** What the task asks **
Each entry must be output exactly as it appears.

##### Exercise materials

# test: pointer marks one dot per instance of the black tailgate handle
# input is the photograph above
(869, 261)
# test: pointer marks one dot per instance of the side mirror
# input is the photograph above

##########

** The completed task **
# test: pointer marks one dot per instance of the black tailgate handle
# input is the photograph above
(869, 261)
# test: pointer marks one dot per instance of the side mirror
# input is the photograph above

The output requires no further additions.